● WHAT YOU NEED TO DO
Exactly reproduce each line of the listing that follows.
[Begin GIVEN RECORDS]
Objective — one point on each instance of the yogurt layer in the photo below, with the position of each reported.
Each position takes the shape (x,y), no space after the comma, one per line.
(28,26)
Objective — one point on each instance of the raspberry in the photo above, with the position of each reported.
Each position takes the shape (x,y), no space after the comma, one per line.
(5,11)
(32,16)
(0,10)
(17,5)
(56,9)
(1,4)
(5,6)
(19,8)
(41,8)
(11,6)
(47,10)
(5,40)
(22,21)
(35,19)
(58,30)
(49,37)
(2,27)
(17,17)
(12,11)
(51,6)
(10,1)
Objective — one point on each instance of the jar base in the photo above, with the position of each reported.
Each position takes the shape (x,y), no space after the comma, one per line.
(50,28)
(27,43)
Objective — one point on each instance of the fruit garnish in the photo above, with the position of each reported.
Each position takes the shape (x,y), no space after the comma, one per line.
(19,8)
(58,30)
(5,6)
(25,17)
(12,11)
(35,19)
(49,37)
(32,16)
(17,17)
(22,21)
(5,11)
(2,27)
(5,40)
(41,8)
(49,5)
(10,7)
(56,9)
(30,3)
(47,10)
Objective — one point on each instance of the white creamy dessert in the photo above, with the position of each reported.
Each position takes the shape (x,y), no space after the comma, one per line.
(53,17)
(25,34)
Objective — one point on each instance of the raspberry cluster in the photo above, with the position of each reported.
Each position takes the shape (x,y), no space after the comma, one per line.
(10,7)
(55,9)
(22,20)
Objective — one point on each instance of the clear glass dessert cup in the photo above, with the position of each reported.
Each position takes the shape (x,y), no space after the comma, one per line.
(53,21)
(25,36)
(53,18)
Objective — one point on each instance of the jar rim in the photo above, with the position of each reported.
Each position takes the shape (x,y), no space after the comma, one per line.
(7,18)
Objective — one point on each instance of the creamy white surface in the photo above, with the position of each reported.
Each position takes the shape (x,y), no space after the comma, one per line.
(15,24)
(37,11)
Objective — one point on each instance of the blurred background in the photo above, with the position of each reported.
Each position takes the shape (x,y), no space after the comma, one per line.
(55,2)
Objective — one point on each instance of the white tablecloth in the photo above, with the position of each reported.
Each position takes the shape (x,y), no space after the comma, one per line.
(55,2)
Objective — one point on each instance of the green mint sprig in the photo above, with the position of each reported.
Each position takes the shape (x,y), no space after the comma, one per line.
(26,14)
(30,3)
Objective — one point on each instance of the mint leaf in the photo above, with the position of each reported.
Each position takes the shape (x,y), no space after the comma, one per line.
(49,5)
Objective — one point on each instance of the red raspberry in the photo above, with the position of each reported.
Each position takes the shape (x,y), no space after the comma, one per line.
[End GIVEN RECORDS]
● OUTPUT FOR THIS TASK
Objective — one point on each instance of the yogurt layer in the photo below, with the position of each reported.
Each position takes the shape (x,y), no space after the comma, one per line.
(28,26)
Objective — one point on each instance of the raspberry in the photo above, with the position of each reported.
Each position takes the shape (x,y), no space after the comma, one per line.
(5,11)
(32,16)
(0,10)
(17,5)
(56,9)
(1,4)
(5,6)
(19,8)
(41,8)
(11,6)
(47,10)
(5,40)
(22,21)
(35,19)
(58,30)
(49,37)
(2,27)
(17,17)
(12,11)
(51,6)
(10,1)
Objective — one point on each instance of the jar base in the photo above, with the position of each reported.
Each position takes the shape (x,y), no space after the comma, one per line.
(50,28)
(27,43)
Objective — one point on each instance of the fruit garnish in the photo above, with the position of each reported.
Each position takes the shape (x,y), no space after the comma, one per line.
(19,8)
(58,30)
(5,6)
(25,17)
(12,11)
(35,19)
(49,37)
(32,16)
(17,17)
(22,21)
(5,11)
(2,27)
(5,40)
(41,8)
(49,5)
(10,7)
(56,9)
(30,3)
(47,10)
Objective — one point on each instance of the white creamy dessert in the photo above, with the position of each reported.
Each position takes the shape (x,y), no space after the comma, one per line.
(53,17)
(25,34)
Objective — one point on each instance of the raspberry cluster in the photo above, with the position of each reported.
Each position takes the shape (x,y), no space after the comma, one per line.
(10,7)
(55,9)
(22,20)
Objective — one point on each instance of the clear glass dessert cup in the photo above, with the position of each reported.
Each position takes the shape (x,y), no space after the comma, one per line.
(53,21)
(25,36)
(53,18)
Objective — one point on each instance of the jar rim in the photo above, with the position of each reported.
Each position takes the shape (x,y), no space after the comma, one per line.
(7,18)
Objective — one point on each instance of the creamy white surface in the photo above, with the position of each reported.
Each position takes the shape (x,y), no space after the comma, one per line.
(15,24)
(37,11)
Objective — one point on each instance of the blurred background in the photo above, with the position of each reported.
Each position takes the shape (x,y), no space after the comma, one per line.
(55,2)
Objective — one point on each instance of the white tablecloth in the photo above, with the position of each reported.
Each position takes the shape (x,y), no space after the comma, one per line.
(55,2)
Objective — one point on each instance of the green mint sprig in the photo above, with the position of each reported.
Each position takes the shape (x,y), no space after the comma, one per line.
(26,14)
(30,3)
Objective — one point on each instance of the mint leaf in the photo above, with the position of each reported.
Each position takes the shape (x,y), no space after the comma, one per line.
(49,5)
Objective — one point on each instance of the red raspberry in the photo above, with the position of each reported.
Each position takes the shape (x,y), no space after the comma, one per line.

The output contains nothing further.